>> START Task data

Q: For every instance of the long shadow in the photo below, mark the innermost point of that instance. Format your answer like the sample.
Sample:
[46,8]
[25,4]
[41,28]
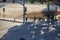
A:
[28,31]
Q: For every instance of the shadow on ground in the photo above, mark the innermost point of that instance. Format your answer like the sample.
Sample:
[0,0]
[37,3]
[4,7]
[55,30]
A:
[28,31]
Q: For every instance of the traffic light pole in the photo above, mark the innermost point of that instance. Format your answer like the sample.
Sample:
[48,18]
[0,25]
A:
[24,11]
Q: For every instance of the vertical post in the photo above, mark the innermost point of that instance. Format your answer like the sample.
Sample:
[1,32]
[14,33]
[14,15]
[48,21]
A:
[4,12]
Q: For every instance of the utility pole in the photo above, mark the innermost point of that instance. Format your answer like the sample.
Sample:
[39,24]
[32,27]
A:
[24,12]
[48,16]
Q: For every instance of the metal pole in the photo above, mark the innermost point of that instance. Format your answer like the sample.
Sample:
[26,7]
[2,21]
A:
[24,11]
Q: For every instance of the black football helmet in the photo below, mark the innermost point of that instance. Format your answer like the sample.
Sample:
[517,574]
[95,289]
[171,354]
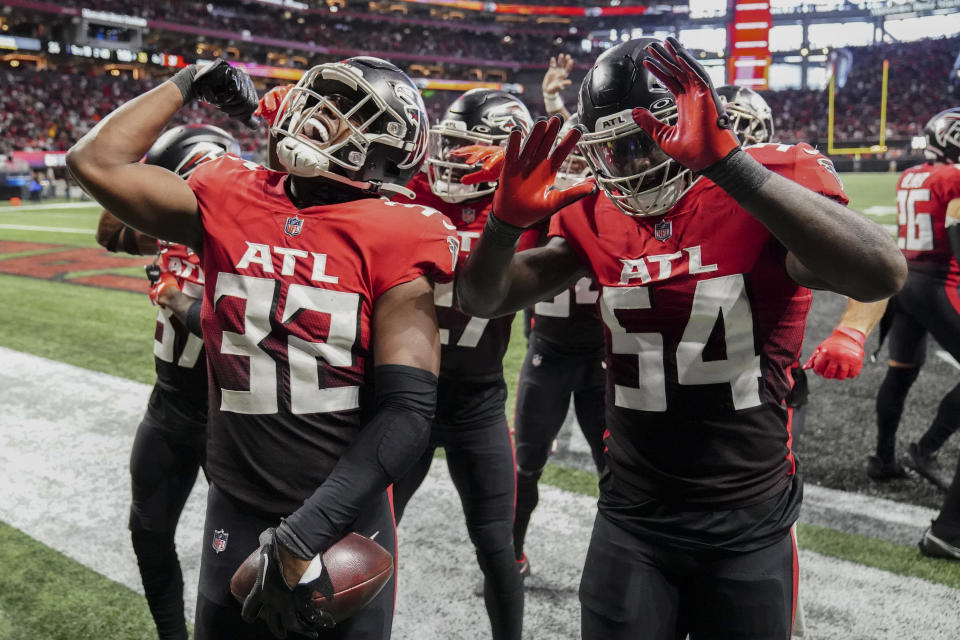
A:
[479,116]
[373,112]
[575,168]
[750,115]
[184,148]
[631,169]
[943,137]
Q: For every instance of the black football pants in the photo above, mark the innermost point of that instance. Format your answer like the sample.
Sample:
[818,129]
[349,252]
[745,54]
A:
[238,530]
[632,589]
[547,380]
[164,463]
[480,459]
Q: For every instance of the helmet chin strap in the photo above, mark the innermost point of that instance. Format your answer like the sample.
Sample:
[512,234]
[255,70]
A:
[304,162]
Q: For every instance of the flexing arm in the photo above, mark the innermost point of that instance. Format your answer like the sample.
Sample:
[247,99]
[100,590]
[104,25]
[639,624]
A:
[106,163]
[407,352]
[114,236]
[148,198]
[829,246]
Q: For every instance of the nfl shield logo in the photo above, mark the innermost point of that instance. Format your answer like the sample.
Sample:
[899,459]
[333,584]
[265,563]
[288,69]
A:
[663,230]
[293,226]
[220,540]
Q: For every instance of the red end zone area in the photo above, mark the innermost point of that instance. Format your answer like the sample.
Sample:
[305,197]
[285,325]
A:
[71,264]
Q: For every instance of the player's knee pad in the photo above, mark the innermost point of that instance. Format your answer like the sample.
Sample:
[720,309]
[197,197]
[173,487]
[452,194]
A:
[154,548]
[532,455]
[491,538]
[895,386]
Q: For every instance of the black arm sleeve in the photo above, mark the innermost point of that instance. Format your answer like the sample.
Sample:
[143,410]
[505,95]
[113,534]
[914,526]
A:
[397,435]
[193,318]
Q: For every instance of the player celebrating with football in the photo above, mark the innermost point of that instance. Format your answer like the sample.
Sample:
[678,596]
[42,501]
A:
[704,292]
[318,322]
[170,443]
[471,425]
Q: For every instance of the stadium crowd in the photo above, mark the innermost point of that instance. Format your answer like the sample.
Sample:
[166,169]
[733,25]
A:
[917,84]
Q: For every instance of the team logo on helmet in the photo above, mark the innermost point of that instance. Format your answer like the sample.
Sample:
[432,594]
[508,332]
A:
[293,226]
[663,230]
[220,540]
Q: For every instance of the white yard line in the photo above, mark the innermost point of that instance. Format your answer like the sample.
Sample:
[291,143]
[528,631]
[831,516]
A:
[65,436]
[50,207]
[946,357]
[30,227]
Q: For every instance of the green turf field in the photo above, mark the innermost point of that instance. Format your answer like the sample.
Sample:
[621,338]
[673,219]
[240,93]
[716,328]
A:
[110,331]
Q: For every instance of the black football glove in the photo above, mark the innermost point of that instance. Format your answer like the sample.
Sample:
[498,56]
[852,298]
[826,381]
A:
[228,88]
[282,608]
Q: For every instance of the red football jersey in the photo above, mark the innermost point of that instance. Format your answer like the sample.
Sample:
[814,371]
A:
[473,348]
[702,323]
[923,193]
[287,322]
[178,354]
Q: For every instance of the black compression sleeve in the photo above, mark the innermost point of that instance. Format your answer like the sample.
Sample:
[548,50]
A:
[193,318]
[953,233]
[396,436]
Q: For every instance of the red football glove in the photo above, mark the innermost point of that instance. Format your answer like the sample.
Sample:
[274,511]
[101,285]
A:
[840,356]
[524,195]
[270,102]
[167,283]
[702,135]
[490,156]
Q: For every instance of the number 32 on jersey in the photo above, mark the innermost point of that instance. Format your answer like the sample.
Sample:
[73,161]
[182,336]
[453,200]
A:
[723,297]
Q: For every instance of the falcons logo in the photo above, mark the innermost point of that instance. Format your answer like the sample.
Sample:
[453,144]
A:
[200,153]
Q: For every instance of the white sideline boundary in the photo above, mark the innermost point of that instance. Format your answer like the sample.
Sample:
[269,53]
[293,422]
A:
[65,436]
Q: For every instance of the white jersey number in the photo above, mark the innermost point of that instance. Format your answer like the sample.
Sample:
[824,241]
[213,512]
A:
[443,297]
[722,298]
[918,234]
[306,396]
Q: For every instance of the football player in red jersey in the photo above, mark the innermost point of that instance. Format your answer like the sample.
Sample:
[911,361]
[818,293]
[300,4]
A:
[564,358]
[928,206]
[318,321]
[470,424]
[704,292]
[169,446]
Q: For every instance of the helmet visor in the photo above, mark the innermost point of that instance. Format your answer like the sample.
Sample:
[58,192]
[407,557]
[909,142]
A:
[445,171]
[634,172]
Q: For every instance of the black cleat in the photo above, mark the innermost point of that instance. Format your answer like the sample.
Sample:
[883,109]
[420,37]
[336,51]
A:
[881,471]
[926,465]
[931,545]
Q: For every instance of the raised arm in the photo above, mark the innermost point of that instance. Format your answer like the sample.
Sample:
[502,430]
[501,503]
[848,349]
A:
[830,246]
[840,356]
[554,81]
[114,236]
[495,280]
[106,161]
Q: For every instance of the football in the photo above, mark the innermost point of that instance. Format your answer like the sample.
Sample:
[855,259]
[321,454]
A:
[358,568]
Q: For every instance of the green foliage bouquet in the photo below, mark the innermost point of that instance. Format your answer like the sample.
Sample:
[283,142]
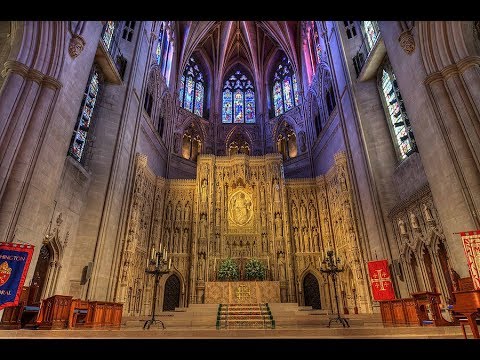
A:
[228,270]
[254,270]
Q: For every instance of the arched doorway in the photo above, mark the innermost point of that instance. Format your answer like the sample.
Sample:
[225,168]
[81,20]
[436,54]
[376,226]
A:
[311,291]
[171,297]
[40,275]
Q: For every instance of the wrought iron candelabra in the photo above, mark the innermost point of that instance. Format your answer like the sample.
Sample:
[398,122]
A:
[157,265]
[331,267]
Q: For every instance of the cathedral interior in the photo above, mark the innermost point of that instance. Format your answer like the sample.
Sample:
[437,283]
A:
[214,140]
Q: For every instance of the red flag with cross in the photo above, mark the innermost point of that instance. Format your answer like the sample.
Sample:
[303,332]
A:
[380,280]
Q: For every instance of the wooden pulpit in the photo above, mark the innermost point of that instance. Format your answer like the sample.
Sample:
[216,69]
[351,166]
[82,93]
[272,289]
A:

>> END Task data

What is being asked -
Will you set down the records word for word while leaving out every picture?

Solution to this task -
Q: For every instance of the long shadow in the photo below, mark the innermost point of that instance. Format your answer like the sample.
Sample:
[46,8]
[25,4]
[41,28]
A:
[28,31]
Q: For every instance of the shadow on ground in the photo above, mark the innermost point of that instance. Format your answer like the sample.
Sample:
[0,0]
[37,3]
[4,7]
[55,30]
A:
[28,31]
Q: For every instance of the traffic light pole in the photo above, mark the innermost point of that instance. Format your answer like the sample.
Sample:
[48,18]
[0,25]
A:
[24,11]
Q: For every instance of the vertical post in the photo above, mark the innermost point of that instance. Format your answer like the sample.
Sample:
[1,32]
[14,33]
[14,15]
[48,21]
A:
[4,12]
Q: For every instance of the utility pole in the photo above, mark the innermost point of that instance. Format your answer like the sample.
Sample:
[39,24]
[32,27]
A:
[24,12]
[48,16]
Q: For every instance of the metal pole in the photo above, mark the innermost point of that instance. Format your answer like the sample.
Sample:
[26,7]
[2,21]
A:
[24,11]
Q: For every instance of the black football helmet in the photo below, mark the innermost point of that instance. Format your answer like the sample.
Sample:
[517,574]
[95,289]
[171,354]
A:
[479,116]
[373,112]
[575,168]
[750,115]
[184,148]
[631,169]
[943,137]
Q: For every instance of the black football pants in the photo above, mark the innermost point of that instance. Format your answer like the sample.
Sample:
[818,129]
[349,252]
[745,54]
A:
[238,530]
[632,589]
[547,380]
[164,463]
[480,459]
Q: For every instance of the helmet chin strap in the photo above, mark the innermost point of that instance. Format your answer like the sample.
Sample:
[512,234]
[255,70]
A:
[304,162]
Q: For every instance of the flexing arm in the photo above, mark the innermost point of that instance. Format your answer like the sample.
Sample:
[247,99]
[100,590]
[104,25]
[639,624]
A:
[106,163]
[407,352]
[114,236]
[148,198]
[829,246]
Q: For every instance of the nfl shield logo in the photo above, mark the innermost point of that instance. Format your answer like the sample.
Sample:
[899,459]
[333,584]
[265,563]
[288,69]
A:
[663,230]
[293,226]
[220,540]
Q: For every instance of the red end zone area in the photo above, mark the innermost point of that instance. Format your answer like the sample.
Sample:
[305,197]
[285,325]
A:
[71,264]
Q: For every instance of the player's knee pad in the photo above, mark the innermost point of that instance. Format your answer like the sample.
Sample:
[720,309]
[197,197]
[173,487]
[452,194]
A:
[154,548]
[532,455]
[491,538]
[895,386]
Q: For every instance of the black arm sleeve in the photo above, mark the innermost point of that instance. Format your answer like the sample.
Sample:
[143,410]
[505,95]
[113,534]
[914,526]
A:
[397,435]
[193,318]
Q: For every instance of the player celebrating with football in the photo above, mark the innermost point of that instance. Format your answer like the sample.
Sample:
[678,596]
[42,501]
A:
[704,292]
[318,322]
[170,443]
[471,425]
Q: For every instance of the stadium crowd in the photo above, mark the innermost point of that instance. Format your answer like the sample.
Sample:
[166,169]
[733,25]
A:
[917,84]
Q: For every instance of the team logo on helmet in the photo above, mark the innermost point of that instance. Format your answer like the sample.
Sample:
[432,594]
[508,332]
A:
[293,226]
[663,230]
[220,540]
Q: For every instance of the white yard line in the photo above, mark the innermost point of that instance. Format your answer like the sample.
Sample:
[291,143]
[528,631]
[831,516]
A:
[65,436]
[50,207]
[946,357]
[30,227]
Q: For every instance of the green turf field in the photo above, mark the innermost point of that instance. Format your answer like the sample.
Sample:
[621,338]
[673,219]
[240,93]
[716,328]
A:
[110,331]
Q: For every instance of the black football glove in the photo above, mark the innermost point of that instance. Format your answer like the sample.
Sample:
[498,56]
[852,298]
[826,381]
A:
[228,88]
[282,608]
Q: For every instance of the red football jersey in the photo above, mark the innermost point of that instance. Format your answer like the sample.
Sample:
[814,371]
A:
[473,348]
[702,323]
[923,193]
[287,322]
[178,354]
Q: For every instance of the black compression sleeve in the photo above, mark the innermost point of that instance. Format your answer like the sample.
Sample:
[548,50]
A:
[193,318]
[953,233]
[396,436]
Q: For every instance of the red football glove in the photo above, mark the innermost point of that instance. Format your answer like the sample.
Sample:
[274,511]
[101,285]
A:
[840,356]
[524,195]
[270,102]
[167,283]
[702,135]
[490,156]
Q: For every instance of the number 32 on jersey in the photo above, mark the innermost point of that instance. Format your answer like the sample.
Sample:
[73,161]
[182,336]
[453,200]
A:
[723,297]
Q: For every instance of the falcons logo in the photo above, mark the innermost point of that instance. Format your answer like the sample.
Sample:
[453,144]
A:
[200,153]
Q: For every instance of the white sideline boundary in the photo above, mark the innermost point of that instance. Format your answer like the sample.
Sample:
[269,53]
[293,422]
A:
[65,436]
Q: For every instance of the white jersey number in the photo above, mark the innermost point of that instance. Format your answer like the sample.
Sample:
[824,241]
[213,512]
A:
[443,297]
[722,298]
[918,234]
[306,396]
Q: For every instance of the football player in red jersey in the photo above, mark the innermost point of that instance. Format your answer like the sample.
Sample:
[911,361]
[818,293]
[300,4]
A:
[564,358]
[928,206]
[318,321]
[470,424]
[704,292]
[169,446]
Q: For every instance of the helmet visor in the photo above, mark the innermost point of that instance. Format your answer like the sample.
Sample:
[58,192]
[407,557]
[909,142]
A:
[445,171]
[634,172]
Q: For every instance of the black cleat in the photo above, mark the innermost point of that instance. Format your answer like the sample.
Sample:
[883,109]
[420,37]
[336,51]
A:
[881,471]
[926,465]
[931,545]
Q: For every instance of the raised arm in the photo above, mark the innermost point of that instance. Format your answer like the sample.
Sample:
[502,430]
[501,503]
[848,349]
A:
[830,246]
[840,356]
[554,81]
[114,236]
[495,280]
[106,161]
Q: For every instance of the football in the photo above, mark the innermost point of that instance. Format your answer like the sample.
Sample:
[855,259]
[321,454]
A:
[358,568]
Q: For every instance of the green foliage bouquet in the photo below, mark the innermost point of that instance. Format your answer like the sample.
Sample:
[283,142]
A:
[228,270]
[254,270]
Q: For every instance of the arched doorway in the photo above, mark the innermost point of that instance. Format your answer like the sample.
Sample:
[225,168]
[81,20]
[436,54]
[376,226]
A:
[311,291]
[171,297]
[40,275]
Q: For every instance of the wrought iron candelabra in the photo above, mark the innermost point of that instance. Format your answer like the sample.
Sample:
[398,122]
A:
[157,265]
[331,267]
Q: For every instance of the cathedral interior in the photo above, mark the innermost point of that instance. Format your answer like the sample.
Sample:
[437,283]
A:
[214,140]
Q: For every instance of the red flag with cross in the photo above, mark the innermost point of that instance. Format your answer like the sample.
Sample:
[303,332]
A:
[380,280]
Q: For every instance of the wooden pulpit in the photo above, mark the innermost point of that instance. Format your answer like the sample.
Sample:
[216,69]
[351,166]
[82,93]
[272,289]
A:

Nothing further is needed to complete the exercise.